- [Задание 1]:
Куда, согласно исходному тексту, держал курс пароход, отчаливший к вечеру?
- [Задание 2]:
Продолжите исходный текст о плавании в Феодосию, начав сразу после его последнего предложения.

- [Исходный текст]:
========================
Для успокоения публики англичане высадили с эскадры батальон шотландских стрелков, которые с музыкой, по колено в грязи, промаршировали по набережной вокруг бухты.
Большевики в это время уже заняли горы, прилегавшие с востока к бухте, и открыли артиллерийский огонь шрапнелью по самой бухте. На этот огонь тотчас с одного из английских броненосцев последовал ответный огонь, и стрельба была прекращена. Но паника возросла до предела.
К вечеру наш пароход отчалил и направился в море, держа курс на Феодосию. Было тихо, накрапывал теплый дождь. По тому же курсу шло еще два парохода, один из которых, вследствие неправильной погрузки, с громадным креном, так и казалось, что он должен перекувырнуться. Но, слава Богу, все произошло благополучно и все эти пароходы на другой день утром вошли в Феодосийскую бухту и отшвартовались у пристани и в буквальном смысле вышвырнули нас на берег со всем нашим имуществом, чтобы тотчас же идти в Новороссийск для второго рейса.
========================
- [Строки]:
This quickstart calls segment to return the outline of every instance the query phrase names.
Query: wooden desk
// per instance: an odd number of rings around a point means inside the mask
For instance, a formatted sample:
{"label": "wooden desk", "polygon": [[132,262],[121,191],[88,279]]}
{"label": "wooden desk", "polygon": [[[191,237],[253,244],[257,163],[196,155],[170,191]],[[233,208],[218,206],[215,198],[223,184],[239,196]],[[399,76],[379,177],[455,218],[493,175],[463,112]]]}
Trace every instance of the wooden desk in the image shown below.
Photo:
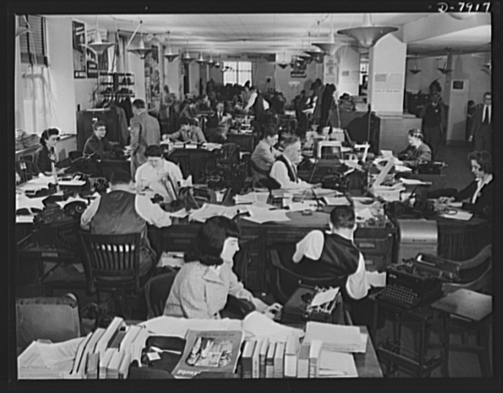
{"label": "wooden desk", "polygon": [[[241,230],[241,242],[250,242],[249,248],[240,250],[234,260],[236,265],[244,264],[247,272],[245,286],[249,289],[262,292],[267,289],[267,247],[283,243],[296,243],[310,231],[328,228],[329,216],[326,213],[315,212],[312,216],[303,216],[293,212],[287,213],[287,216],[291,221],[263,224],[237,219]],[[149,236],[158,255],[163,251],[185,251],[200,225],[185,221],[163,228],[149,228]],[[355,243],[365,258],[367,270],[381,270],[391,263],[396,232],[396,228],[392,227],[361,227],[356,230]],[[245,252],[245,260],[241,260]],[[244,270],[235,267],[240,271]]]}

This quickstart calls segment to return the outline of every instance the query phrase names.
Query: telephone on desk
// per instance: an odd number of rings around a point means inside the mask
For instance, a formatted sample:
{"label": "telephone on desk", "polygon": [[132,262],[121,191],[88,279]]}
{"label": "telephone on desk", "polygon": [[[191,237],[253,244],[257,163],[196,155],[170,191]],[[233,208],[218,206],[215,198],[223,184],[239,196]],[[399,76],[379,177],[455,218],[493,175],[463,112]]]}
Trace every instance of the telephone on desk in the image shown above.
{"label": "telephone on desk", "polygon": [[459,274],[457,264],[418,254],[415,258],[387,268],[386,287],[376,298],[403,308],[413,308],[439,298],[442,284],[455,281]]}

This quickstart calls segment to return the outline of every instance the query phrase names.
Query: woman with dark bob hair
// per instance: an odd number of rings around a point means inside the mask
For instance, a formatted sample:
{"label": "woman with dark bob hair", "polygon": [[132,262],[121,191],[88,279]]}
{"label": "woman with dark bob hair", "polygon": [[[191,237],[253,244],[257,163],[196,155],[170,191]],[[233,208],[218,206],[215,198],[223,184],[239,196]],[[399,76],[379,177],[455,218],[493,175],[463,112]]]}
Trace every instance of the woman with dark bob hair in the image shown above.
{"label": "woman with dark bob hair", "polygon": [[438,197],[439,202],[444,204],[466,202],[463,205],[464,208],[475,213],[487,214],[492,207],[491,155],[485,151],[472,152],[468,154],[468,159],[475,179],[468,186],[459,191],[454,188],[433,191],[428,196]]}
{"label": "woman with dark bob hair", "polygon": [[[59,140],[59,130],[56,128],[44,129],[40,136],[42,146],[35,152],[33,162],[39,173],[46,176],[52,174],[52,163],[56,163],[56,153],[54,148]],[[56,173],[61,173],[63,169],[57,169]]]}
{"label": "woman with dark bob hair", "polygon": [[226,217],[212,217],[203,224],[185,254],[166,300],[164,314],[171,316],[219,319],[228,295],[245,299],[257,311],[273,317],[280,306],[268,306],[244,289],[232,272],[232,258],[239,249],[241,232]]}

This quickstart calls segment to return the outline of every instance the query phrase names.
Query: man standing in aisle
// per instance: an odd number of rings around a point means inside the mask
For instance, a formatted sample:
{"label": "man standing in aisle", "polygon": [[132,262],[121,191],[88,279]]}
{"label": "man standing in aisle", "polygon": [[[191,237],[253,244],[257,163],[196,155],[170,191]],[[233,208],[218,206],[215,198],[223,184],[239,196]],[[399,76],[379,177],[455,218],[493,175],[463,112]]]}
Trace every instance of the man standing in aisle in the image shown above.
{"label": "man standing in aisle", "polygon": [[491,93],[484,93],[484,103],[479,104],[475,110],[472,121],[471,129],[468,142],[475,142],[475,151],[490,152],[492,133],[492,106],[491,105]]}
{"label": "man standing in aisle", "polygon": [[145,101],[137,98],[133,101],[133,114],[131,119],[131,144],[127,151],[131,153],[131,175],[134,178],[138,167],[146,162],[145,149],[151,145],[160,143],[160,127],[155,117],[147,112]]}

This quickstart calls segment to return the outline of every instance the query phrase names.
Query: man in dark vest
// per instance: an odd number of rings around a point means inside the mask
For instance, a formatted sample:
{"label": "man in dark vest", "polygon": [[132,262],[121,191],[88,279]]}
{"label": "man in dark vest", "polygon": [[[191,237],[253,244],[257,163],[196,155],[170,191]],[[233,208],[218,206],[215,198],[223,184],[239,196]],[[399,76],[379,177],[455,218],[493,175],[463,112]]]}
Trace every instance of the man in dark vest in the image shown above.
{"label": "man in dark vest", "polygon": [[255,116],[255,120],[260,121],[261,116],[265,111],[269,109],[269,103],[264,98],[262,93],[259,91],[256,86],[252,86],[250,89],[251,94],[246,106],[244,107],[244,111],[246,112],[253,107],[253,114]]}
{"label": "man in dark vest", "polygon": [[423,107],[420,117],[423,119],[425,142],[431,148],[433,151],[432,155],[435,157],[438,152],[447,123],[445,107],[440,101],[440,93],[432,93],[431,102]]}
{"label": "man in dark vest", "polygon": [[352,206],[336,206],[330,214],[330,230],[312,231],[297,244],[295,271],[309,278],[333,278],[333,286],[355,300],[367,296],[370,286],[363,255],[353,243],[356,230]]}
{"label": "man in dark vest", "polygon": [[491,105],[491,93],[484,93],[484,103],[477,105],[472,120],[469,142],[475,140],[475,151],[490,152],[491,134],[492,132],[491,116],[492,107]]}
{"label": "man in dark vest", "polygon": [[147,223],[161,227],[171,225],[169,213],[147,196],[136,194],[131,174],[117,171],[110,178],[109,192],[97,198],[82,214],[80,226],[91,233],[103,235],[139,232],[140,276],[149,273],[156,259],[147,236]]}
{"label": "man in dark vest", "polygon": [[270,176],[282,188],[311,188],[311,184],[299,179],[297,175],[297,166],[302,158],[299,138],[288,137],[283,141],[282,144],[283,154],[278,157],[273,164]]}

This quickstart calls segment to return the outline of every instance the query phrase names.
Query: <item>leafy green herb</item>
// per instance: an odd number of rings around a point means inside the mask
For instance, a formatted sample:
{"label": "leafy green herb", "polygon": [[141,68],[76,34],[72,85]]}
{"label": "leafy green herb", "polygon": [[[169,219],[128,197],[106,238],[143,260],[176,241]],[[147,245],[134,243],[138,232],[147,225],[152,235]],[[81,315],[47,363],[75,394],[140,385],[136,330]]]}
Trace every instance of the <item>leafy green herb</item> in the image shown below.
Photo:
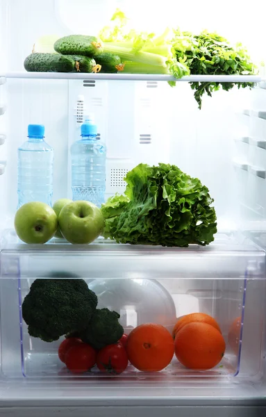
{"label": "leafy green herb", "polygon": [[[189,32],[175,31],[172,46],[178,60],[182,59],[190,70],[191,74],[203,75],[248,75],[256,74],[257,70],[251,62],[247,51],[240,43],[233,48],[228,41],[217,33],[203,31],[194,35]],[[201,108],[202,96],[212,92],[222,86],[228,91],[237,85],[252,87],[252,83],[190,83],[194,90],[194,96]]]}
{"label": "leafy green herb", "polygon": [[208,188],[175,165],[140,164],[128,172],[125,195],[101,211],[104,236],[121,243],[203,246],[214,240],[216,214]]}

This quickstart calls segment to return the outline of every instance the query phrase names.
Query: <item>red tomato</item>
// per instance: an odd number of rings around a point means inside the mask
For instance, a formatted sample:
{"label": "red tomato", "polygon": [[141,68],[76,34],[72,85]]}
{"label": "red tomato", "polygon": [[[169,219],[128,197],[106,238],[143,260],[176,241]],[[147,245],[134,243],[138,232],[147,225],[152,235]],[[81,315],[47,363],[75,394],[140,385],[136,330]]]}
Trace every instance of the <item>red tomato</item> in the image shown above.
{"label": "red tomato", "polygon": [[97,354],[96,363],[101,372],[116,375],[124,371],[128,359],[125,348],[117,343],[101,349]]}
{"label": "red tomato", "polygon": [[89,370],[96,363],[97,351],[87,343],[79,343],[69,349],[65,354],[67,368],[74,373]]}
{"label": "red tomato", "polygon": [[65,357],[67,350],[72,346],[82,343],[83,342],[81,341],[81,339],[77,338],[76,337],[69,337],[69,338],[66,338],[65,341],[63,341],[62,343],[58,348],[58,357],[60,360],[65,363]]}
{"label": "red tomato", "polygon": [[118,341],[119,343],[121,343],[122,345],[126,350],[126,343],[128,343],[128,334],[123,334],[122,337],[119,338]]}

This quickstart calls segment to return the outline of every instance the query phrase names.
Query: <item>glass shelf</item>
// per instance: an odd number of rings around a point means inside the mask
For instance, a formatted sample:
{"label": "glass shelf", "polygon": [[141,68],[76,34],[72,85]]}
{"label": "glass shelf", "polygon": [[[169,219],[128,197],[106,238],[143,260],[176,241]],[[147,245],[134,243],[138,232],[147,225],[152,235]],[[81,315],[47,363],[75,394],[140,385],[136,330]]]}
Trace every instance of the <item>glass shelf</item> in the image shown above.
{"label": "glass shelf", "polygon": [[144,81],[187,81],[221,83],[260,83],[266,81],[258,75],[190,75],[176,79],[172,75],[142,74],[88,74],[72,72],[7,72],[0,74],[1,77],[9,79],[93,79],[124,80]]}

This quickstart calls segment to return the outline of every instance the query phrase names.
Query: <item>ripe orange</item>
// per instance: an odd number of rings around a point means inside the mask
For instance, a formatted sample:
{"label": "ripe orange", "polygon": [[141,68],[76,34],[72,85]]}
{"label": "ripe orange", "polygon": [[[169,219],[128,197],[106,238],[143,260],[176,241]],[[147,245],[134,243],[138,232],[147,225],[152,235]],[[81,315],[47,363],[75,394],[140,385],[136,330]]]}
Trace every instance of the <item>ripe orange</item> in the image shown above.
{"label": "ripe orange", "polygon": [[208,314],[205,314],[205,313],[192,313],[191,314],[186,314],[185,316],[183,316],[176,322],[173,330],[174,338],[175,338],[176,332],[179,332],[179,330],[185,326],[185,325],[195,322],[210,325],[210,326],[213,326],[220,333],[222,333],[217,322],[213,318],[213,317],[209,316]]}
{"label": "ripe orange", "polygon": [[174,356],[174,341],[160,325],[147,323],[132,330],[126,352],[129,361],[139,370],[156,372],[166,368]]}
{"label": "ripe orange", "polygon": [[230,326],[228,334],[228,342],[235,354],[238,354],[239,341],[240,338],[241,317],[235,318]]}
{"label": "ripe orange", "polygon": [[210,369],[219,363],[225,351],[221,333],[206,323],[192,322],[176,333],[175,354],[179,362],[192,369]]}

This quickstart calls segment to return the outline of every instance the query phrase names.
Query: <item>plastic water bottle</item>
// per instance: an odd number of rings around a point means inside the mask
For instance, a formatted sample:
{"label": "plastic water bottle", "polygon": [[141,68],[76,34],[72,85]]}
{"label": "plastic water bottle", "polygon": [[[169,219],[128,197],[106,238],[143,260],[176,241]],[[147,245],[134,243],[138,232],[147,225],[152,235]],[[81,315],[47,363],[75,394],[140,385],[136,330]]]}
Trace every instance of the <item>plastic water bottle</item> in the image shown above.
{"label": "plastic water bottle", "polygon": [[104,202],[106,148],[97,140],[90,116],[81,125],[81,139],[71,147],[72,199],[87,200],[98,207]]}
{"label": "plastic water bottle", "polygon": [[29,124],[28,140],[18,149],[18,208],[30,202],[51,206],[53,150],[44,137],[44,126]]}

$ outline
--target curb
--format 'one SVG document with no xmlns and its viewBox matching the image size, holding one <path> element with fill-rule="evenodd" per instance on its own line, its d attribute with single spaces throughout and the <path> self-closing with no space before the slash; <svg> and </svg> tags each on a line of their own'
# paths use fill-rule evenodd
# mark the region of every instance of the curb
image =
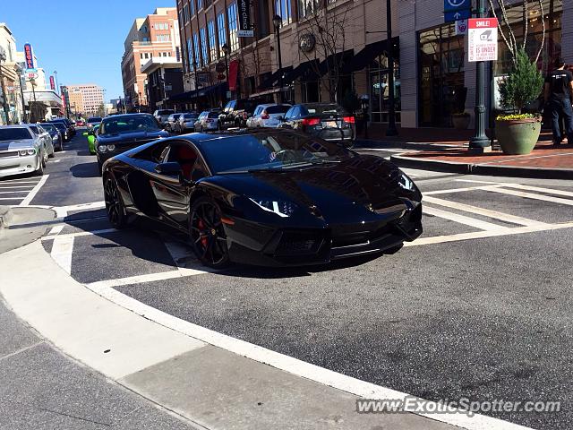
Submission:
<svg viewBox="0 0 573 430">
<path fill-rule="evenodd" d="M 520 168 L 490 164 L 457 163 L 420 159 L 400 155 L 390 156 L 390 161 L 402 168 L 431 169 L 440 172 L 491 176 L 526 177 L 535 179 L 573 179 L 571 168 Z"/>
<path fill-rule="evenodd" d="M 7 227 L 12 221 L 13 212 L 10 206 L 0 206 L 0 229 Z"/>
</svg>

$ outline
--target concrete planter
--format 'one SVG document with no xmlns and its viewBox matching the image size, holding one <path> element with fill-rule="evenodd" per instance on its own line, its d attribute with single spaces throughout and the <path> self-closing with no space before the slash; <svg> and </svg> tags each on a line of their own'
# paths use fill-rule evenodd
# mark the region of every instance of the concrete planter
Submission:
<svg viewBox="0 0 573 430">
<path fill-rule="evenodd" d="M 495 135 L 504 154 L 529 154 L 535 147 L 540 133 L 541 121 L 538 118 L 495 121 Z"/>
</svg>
========================
- [Ответ 1]:
На Феодосию.

- [Ответ 2]:
В числе из многих причин неудачи Добровольческой армии под командой генерала Деникина нужно считать грабежи и хищения, чинимые как отдельными лицами, так и главным образом войсковыми частями этой армии. На это давно и неоднократно обращалось его внимание; но проведение суровых мер борьбы с этим постыдным явлением, по-видимому, считалось им опасным, так как стимулом движения вперед, особенно среди казачества, исторически был грабеж. Созданные им наши особые комиссии уже опоздали и прибыли на фронт в то время, когда он уже разваливался.
«С нечистыми руками Кремля и Москвы не возьмешь!» – говорил в своей проповеди перед войсками в Севастополе митрополит Антоний. И он был прав.
Генералом Врангелем на это дело было обращено серьезное внимание.